Records from a data collection:
•••••

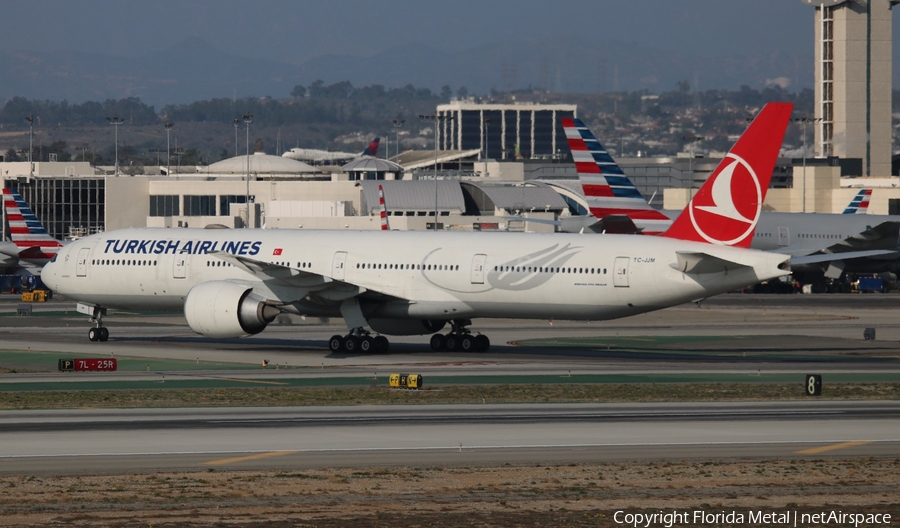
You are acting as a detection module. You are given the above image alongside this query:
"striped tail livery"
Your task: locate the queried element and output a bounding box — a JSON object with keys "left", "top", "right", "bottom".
{"left": 842, "top": 189, "right": 872, "bottom": 215}
{"left": 562, "top": 118, "right": 671, "bottom": 234}
{"left": 2, "top": 188, "right": 65, "bottom": 264}
{"left": 378, "top": 184, "right": 390, "bottom": 230}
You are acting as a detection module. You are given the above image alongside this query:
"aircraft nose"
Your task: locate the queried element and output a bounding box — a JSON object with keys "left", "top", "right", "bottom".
{"left": 41, "top": 257, "right": 59, "bottom": 291}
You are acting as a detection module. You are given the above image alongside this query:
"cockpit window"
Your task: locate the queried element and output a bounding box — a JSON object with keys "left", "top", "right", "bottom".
{"left": 50, "top": 255, "right": 58, "bottom": 263}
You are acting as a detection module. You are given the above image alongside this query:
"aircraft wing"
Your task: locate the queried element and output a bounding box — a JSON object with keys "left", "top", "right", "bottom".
{"left": 821, "top": 221, "right": 900, "bottom": 254}
{"left": 791, "top": 249, "right": 900, "bottom": 266}
{"left": 208, "top": 251, "right": 406, "bottom": 303}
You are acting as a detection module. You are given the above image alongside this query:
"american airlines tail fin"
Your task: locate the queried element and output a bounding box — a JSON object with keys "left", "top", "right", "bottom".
{"left": 842, "top": 189, "right": 872, "bottom": 215}
{"left": 561, "top": 118, "right": 670, "bottom": 234}
{"left": 378, "top": 184, "right": 390, "bottom": 231}
{"left": 2, "top": 188, "right": 65, "bottom": 259}
{"left": 363, "top": 138, "right": 381, "bottom": 157}
{"left": 661, "top": 102, "right": 793, "bottom": 248}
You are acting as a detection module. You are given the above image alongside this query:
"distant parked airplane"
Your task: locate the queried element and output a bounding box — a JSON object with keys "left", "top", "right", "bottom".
{"left": 282, "top": 138, "right": 380, "bottom": 165}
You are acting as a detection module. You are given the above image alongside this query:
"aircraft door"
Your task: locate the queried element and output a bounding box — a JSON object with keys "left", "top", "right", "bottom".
{"left": 778, "top": 226, "right": 789, "bottom": 247}
{"left": 470, "top": 254, "right": 487, "bottom": 284}
{"left": 332, "top": 252, "right": 348, "bottom": 281}
{"left": 173, "top": 255, "right": 189, "bottom": 279}
{"left": 613, "top": 257, "right": 629, "bottom": 288}
{"left": 76, "top": 248, "right": 91, "bottom": 277}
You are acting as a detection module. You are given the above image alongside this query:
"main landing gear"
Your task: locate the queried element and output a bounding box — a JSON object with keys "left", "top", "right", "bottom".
{"left": 87, "top": 307, "right": 109, "bottom": 342}
{"left": 328, "top": 328, "right": 389, "bottom": 354}
{"left": 429, "top": 319, "right": 490, "bottom": 352}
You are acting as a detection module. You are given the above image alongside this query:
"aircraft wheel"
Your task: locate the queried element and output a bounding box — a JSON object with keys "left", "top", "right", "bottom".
{"left": 460, "top": 335, "right": 476, "bottom": 352}
{"left": 374, "top": 336, "right": 389, "bottom": 354}
{"left": 475, "top": 334, "right": 490, "bottom": 352}
{"left": 328, "top": 335, "right": 344, "bottom": 352}
{"left": 445, "top": 333, "right": 461, "bottom": 351}
{"left": 429, "top": 333, "right": 446, "bottom": 351}
{"left": 99, "top": 328, "right": 109, "bottom": 342}
{"left": 359, "top": 336, "right": 374, "bottom": 353}
{"left": 88, "top": 328, "right": 100, "bottom": 342}
{"left": 344, "top": 336, "right": 359, "bottom": 352}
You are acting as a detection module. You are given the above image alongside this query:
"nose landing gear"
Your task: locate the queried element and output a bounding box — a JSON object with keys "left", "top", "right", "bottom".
{"left": 80, "top": 304, "right": 109, "bottom": 342}
{"left": 88, "top": 326, "right": 109, "bottom": 342}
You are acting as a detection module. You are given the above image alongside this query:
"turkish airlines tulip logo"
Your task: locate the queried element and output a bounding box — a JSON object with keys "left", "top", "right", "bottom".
{"left": 688, "top": 154, "right": 761, "bottom": 245}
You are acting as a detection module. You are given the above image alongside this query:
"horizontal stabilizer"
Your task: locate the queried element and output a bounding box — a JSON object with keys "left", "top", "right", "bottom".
{"left": 589, "top": 214, "right": 640, "bottom": 234}
{"left": 16, "top": 246, "right": 44, "bottom": 259}
{"left": 671, "top": 251, "right": 753, "bottom": 275}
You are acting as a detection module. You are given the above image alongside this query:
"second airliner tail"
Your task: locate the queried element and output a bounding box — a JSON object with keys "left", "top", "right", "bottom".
{"left": 562, "top": 118, "right": 670, "bottom": 234}
{"left": 363, "top": 138, "right": 381, "bottom": 157}
{"left": 843, "top": 189, "right": 872, "bottom": 215}
{"left": 2, "top": 188, "right": 65, "bottom": 259}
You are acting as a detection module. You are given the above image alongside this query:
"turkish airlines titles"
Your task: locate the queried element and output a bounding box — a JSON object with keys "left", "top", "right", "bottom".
{"left": 102, "top": 239, "right": 263, "bottom": 256}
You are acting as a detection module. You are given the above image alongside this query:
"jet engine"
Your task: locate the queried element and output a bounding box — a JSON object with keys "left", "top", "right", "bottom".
{"left": 184, "top": 281, "right": 280, "bottom": 338}
{"left": 367, "top": 318, "right": 446, "bottom": 336}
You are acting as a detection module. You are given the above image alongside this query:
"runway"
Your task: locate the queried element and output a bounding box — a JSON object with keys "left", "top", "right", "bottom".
{"left": 1, "top": 294, "right": 900, "bottom": 376}
{"left": 0, "top": 402, "right": 897, "bottom": 476}
{"left": 1, "top": 294, "right": 898, "bottom": 478}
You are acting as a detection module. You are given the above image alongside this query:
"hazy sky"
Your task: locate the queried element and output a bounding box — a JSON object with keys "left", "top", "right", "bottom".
{"left": 6, "top": 0, "right": 819, "bottom": 63}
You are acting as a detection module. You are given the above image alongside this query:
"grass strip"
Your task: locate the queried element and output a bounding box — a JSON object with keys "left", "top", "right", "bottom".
{"left": 0, "top": 382, "right": 897, "bottom": 409}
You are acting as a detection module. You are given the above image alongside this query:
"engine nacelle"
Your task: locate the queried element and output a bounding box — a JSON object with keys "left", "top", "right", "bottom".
{"left": 367, "top": 318, "right": 446, "bottom": 336}
{"left": 184, "top": 281, "right": 280, "bottom": 338}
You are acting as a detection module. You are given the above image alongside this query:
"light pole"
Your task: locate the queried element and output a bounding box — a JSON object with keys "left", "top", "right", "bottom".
{"left": 392, "top": 118, "right": 405, "bottom": 159}
{"left": 483, "top": 117, "right": 492, "bottom": 160}
{"left": 149, "top": 148, "right": 165, "bottom": 168}
{"left": 164, "top": 121, "right": 173, "bottom": 176}
{"left": 419, "top": 114, "right": 454, "bottom": 230}
{"left": 77, "top": 144, "right": 90, "bottom": 163}
{"left": 25, "top": 115, "right": 33, "bottom": 177}
{"left": 233, "top": 118, "right": 240, "bottom": 158}
{"left": 174, "top": 146, "right": 184, "bottom": 171}
{"left": 681, "top": 135, "right": 703, "bottom": 198}
{"left": 106, "top": 114, "right": 124, "bottom": 176}
{"left": 242, "top": 112, "right": 253, "bottom": 228}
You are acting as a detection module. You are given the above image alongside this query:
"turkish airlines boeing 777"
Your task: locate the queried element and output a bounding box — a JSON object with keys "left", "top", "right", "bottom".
{"left": 41, "top": 103, "right": 794, "bottom": 352}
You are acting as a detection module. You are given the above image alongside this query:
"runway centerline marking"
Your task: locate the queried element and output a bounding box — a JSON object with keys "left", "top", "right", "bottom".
{"left": 795, "top": 441, "right": 871, "bottom": 454}
{"left": 204, "top": 451, "right": 297, "bottom": 465}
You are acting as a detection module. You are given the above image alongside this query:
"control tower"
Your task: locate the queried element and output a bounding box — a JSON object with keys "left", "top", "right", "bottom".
{"left": 802, "top": 0, "right": 897, "bottom": 176}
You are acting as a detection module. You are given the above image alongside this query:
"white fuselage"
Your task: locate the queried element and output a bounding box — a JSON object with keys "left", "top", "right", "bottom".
{"left": 41, "top": 228, "right": 788, "bottom": 325}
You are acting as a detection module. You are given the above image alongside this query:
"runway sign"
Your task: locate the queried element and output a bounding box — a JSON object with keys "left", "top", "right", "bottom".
{"left": 805, "top": 374, "right": 822, "bottom": 396}
{"left": 58, "top": 358, "right": 118, "bottom": 372}
{"left": 389, "top": 373, "right": 423, "bottom": 389}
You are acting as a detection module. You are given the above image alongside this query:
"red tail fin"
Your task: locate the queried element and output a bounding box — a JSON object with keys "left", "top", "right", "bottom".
{"left": 363, "top": 138, "right": 380, "bottom": 157}
{"left": 661, "top": 102, "right": 793, "bottom": 247}
{"left": 378, "top": 184, "right": 389, "bottom": 230}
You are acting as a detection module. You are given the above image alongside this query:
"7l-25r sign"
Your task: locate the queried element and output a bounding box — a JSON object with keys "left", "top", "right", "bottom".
{"left": 58, "top": 358, "right": 117, "bottom": 372}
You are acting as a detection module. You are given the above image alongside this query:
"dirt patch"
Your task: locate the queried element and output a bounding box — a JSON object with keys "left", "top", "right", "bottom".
{"left": 1, "top": 459, "right": 897, "bottom": 527}
{"left": 2, "top": 383, "right": 899, "bottom": 409}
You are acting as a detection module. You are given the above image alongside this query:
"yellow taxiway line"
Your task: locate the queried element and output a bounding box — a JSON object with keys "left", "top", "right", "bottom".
{"left": 204, "top": 451, "right": 297, "bottom": 466}
{"left": 795, "top": 441, "right": 871, "bottom": 454}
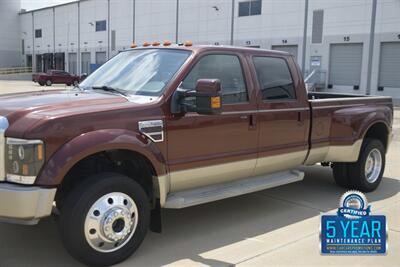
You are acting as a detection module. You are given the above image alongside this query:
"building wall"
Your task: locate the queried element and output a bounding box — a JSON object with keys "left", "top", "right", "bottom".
{"left": 0, "top": 0, "right": 21, "bottom": 68}
{"left": 17, "top": 0, "right": 400, "bottom": 100}
{"left": 179, "top": 0, "right": 232, "bottom": 45}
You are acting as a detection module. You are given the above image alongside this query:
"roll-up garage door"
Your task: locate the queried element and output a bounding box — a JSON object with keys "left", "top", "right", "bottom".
{"left": 379, "top": 42, "right": 400, "bottom": 88}
{"left": 272, "top": 45, "right": 298, "bottom": 61}
{"left": 81, "top": 52, "right": 91, "bottom": 74}
{"left": 328, "top": 43, "right": 363, "bottom": 87}
{"left": 68, "top": 53, "right": 77, "bottom": 75}
{"left": 96, "top": 52, "right": 107, "bottom": 65}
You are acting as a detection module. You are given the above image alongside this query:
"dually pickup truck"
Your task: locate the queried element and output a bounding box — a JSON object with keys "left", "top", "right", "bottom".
{"left": 0, "top": 44, "right": 393, "bottom": 266}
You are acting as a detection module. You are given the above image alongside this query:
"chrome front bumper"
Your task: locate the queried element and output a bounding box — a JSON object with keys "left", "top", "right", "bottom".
{"left": 0, "top": 183, "right": 56, "bottom": 225}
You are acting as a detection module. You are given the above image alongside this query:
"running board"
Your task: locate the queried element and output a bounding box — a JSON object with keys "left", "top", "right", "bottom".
{"left": 164, "top": 170, "right": 304, "bottom": 209}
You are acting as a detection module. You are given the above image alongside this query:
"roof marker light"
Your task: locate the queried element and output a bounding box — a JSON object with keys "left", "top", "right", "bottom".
{"left": 184, "top": 40, "right": 193, "bottom": 47}
{"left": 152, "top": 41, "right": 160, "bottom": 46}
{"left": 163, "top": 40, "right": 172, "bottom": 46}
{"left": 130, "top": 43, "right": 137, "bottom": 48}
{"left": 143, "top": 42, "right": 150, "bottom": 47}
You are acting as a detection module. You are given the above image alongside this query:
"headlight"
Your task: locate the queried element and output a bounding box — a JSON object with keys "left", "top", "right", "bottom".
{"left": 5, "top": 138, "right": 44, "bottom": 184}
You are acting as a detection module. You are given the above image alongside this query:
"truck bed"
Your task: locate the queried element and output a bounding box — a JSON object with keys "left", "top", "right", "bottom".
{"left": 305, "top": 92, "right": 393, "bottom": 165}
{"left": 308, "top": 91, "right": 390, "bottom": 100}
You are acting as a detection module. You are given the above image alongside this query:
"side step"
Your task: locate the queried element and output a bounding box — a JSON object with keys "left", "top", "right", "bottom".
{"left": 164, "top": 170, "right": 304, "bottom": 209}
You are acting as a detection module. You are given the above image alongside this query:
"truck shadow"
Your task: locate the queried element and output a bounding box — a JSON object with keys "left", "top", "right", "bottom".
{"left": 0, "top": 165, "right": 398, "bottom": 267}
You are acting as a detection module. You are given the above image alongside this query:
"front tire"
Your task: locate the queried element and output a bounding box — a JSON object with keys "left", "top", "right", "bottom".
{"left": 59, "top": 173, "right": 150, "bottom": 267}
{"left": 46, "top": 79, "right": 52, "bottom": 86}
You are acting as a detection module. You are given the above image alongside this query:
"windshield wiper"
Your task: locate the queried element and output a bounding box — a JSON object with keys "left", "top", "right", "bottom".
{"left": 92, "top": 85, "right": 128, "bottom": 96}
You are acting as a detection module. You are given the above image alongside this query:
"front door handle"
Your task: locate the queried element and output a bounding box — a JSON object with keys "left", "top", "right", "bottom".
{"left": 297, "top": 111, "right": 304, "bottom": 125}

•••••

The task: Where the word "door" appears in a line of the data above, tally that line; then give the total and nothing more.

Exercise result: 3